The Battle of Okhmativ or battle of Ochmatów (, , ) took place around 19 January - 22 January 1655 (January 29 - February 1, N.S) during the Russo-Polish War (1654–67) between the armies of the Polish–Lithuanian Commonwealth and the Crimean Khanate on the one hand and of the Russian Tsardom and the Cossacks on the other.

The Russian-Cossack army led by Bohdan Khmelnytsky and Vasily Sheremetev went to the relief of Uman besieged by the Polish–Lithuanian army. When the commanders of the Polish army Stanisław Potocki and Stanisław Lanckoroński learned about the march of the Russians and Cossacks, they discontinued the siege and together with an army of the Crimean Khanate went out to meet them. Part of the Polish troops led by Szemberg was to guard the Puszkarenko group trapped in Okhmativ, numbering 2000 soldiers, while the main force moved on January 29 in the north. The entire Polish–Tatar army marched in expanded battle array. The Russian-Cossack army went in laager formation.

* **Dataset entries**:
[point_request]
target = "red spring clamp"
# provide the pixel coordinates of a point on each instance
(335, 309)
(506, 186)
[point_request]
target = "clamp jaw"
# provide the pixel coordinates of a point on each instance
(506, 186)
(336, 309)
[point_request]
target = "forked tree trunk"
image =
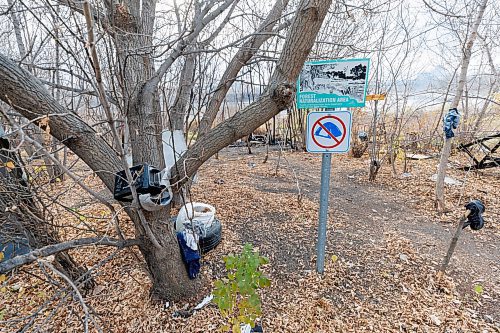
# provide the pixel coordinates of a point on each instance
(20, 216)
(27, 95)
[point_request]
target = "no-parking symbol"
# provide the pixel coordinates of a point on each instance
(329, 132)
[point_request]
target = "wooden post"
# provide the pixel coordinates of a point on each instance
(453, 243)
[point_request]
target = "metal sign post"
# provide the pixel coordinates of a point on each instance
(326, 165)
(327, 132)
(330, 84)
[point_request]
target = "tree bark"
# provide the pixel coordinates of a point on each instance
(445, 153)
(26, 94)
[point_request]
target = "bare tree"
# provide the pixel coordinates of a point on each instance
(130, 27)
(466, 57)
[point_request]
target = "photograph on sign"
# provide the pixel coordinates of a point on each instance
(328, 132)
(333, 84)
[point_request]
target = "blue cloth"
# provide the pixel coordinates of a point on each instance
(190, 257)
(450, 122)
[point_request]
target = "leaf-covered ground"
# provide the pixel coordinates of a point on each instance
(384, 245)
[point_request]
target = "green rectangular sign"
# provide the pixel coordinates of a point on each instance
(333, 84)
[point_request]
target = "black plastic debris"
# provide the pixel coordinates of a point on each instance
(450, 122)
(475, 219)
(146, 180)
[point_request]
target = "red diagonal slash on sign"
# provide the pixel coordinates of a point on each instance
(328, 132)
(336, 141)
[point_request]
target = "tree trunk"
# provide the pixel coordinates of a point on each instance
(244, 54)
(140, 94)
(445, 153)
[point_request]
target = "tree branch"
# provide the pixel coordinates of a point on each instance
(278, 95)
(8, 265)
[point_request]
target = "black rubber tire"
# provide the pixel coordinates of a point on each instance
(213, 237)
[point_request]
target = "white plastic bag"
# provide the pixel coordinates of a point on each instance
(201, 214)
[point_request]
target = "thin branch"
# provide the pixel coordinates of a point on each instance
(8, 265)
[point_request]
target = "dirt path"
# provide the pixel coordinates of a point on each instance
(361, 216)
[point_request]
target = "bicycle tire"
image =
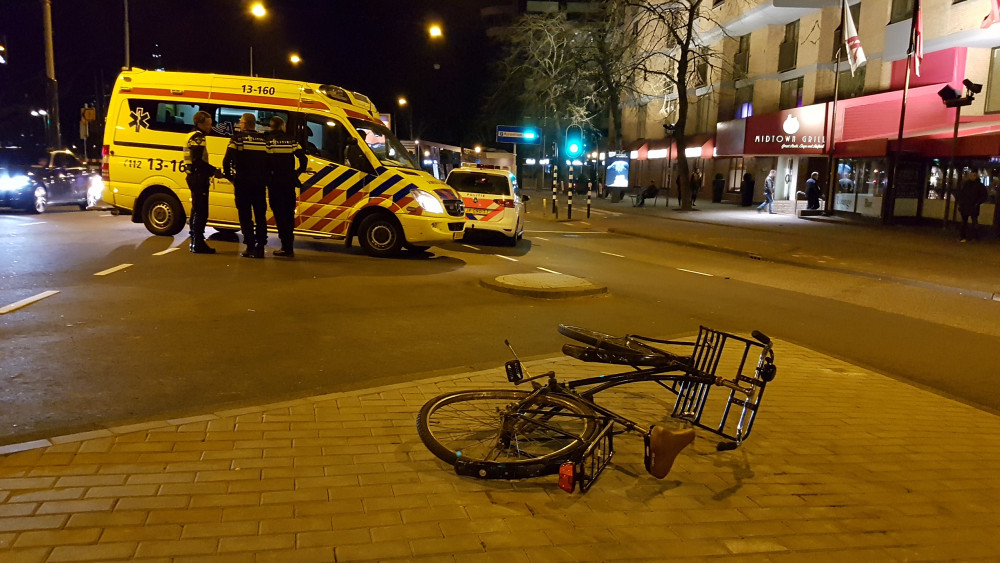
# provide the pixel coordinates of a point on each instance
(467, 424)
(619, 344)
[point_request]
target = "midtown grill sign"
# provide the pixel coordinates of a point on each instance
(795, 131)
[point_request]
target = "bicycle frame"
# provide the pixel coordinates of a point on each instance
(689, 382)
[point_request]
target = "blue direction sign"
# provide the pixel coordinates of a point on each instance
(517, 134)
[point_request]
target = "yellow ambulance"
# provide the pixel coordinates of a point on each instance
(360, 181)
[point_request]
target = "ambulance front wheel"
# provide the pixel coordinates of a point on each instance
(381, 235)
(163, 215)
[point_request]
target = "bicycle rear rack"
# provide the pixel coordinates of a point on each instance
(710, 350)
(591, 463)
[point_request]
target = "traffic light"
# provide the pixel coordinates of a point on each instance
(574, 141)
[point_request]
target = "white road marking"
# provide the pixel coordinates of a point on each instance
(569, 232)
(113, 270)
(26, 302)
(694, 272)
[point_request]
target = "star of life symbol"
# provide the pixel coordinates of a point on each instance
(140, 119)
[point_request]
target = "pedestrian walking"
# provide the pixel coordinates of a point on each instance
(768, 193)
(282, 182)
(970, 196)
(247, 164)
(747, 189)
(696, 182)
(813, 191)
(199, 176)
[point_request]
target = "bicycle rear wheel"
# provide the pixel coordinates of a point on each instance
(618, 344)
(503, 427)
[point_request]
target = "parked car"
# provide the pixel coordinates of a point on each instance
(492, 200)
(34, 179)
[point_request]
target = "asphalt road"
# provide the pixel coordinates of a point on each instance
(174, 334)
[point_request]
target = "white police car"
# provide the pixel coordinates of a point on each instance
(493, 201)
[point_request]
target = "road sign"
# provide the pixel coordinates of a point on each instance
(518, 134)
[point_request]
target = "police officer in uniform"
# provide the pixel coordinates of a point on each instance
(199, 175)
(283, 181)
(247, 164)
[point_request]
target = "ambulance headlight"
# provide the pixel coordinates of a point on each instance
(13, 183)
(426, 200)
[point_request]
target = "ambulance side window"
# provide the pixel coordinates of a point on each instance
(163, 116)
(324, 138)
(227, 119)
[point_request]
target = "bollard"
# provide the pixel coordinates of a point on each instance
(590, 192)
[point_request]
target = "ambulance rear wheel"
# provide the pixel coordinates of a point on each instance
(380, 235)
(163, 215)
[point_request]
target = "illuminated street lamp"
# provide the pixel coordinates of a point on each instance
(45, 120)
(403, 103)
(258, 11)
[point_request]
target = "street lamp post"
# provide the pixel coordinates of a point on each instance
(952, 98)
(404, 104)
(258, 11)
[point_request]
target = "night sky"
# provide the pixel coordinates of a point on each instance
(378, 48)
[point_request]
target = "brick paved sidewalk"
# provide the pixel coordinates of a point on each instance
(842, 463)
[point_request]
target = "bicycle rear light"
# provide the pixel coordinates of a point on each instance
(567, 476)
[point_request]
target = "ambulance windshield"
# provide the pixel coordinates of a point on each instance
(384, 144)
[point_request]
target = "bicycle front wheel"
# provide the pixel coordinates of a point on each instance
(504, 426)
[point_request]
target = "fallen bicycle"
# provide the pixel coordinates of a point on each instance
(557, 427)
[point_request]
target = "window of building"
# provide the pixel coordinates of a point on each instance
(788, 50)
(993, 84)
(851, 86)
(701, 66)
(744, 102)
(741, 61)
(901, 10)
(791, 93)
(838, 42)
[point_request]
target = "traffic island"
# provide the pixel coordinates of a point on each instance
(543, 285)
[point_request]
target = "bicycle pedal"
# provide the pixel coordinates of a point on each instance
(662, 447)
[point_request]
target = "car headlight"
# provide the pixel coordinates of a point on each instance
(13, 183)
(95, 190)
(426, 200)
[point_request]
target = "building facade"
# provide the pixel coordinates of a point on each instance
(781, 95)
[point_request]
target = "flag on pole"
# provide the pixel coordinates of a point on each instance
(855, 54)
(918, 37)
(994, 15)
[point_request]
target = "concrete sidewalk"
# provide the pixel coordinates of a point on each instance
(927, 256)
(843, 463)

* **Problems**:
**1.** Return the text on the Battle of Okhmativ word for word, starting at "The Battle of" and ending at "on the other.".
**2.** Carry the account of the Battle of Okhmativ forward from its final sentence.

* **Solved tasks**:
**1.**
The Battle of Okhmativ or battle of Ochmatów (, , ) took place around 19 January - 22 January 1655 (January 29 - February 1, N.S) during the Russo-Polish War (1654–67) between the armies of the Polish–Lithuanian Commonwealth and the Crimean Khanate on the one hand and of the Russian Tsardom and the Cossacks on the other.

**2.**
On the first day of the battle the Polish and Tatar cavalry clashed with Russian and Cossack cavalry. The cavalry battle was won by the Polish–Tatar side, so that the Russian-Cossack troops standing in laager lost their flank cover. The Russian-Cossack army was besieged. Polish infantry, cavalry and artillery interacting with each other led to the breach in the laager Russian-Cossack army. Khmelnytsky's desperate counterattack saved the Russians and Cossacks from disaster. Under the cover of artillery fire from the four surviving guns (the rest of the guns had been taken by the Poles during the assault) Khmelnytsky moved laager in the direction of hills. In the days January 30 and January 31 Russians and Cossacks conducted two attacks which, however, were repulsed. On the morning of February 1 Khmelnytsky managed to break through to Okhmativ and save Puszkarenko. After this success he retreated to Buky. The Tatars saw futility on the battle and left the field. Deprived of support from the Tatars, the Poles were unable to stop the marching Russian-Cossack laager. Ultimately, the battle was won by the Polish–Tatar side, though the Cossacks and Russians managed to get out of the trap. Through action in this battle the Poles managed to stop a major offensive of the Cossacks-Muscovite and forced them to retreat to the east. The Russian-Cossack troops suffered heavy losses with about 9,000 killed. The losses of Polish–Tatar army were smaller. After the battle Potocki with his infantry and artillery retreated to Lviv, and the cavalry under the command of Stefan Czarniecki moved with the Tatars into the  Ukraine for the purpose of pacification.

References

Further reading
 Історія Української РСР. Т.2, Київ, 1979. стор.78-79.
 Малов А. В. Русско-польская война 1654—1667 гг. М.: Цейхгауз, 2006 г.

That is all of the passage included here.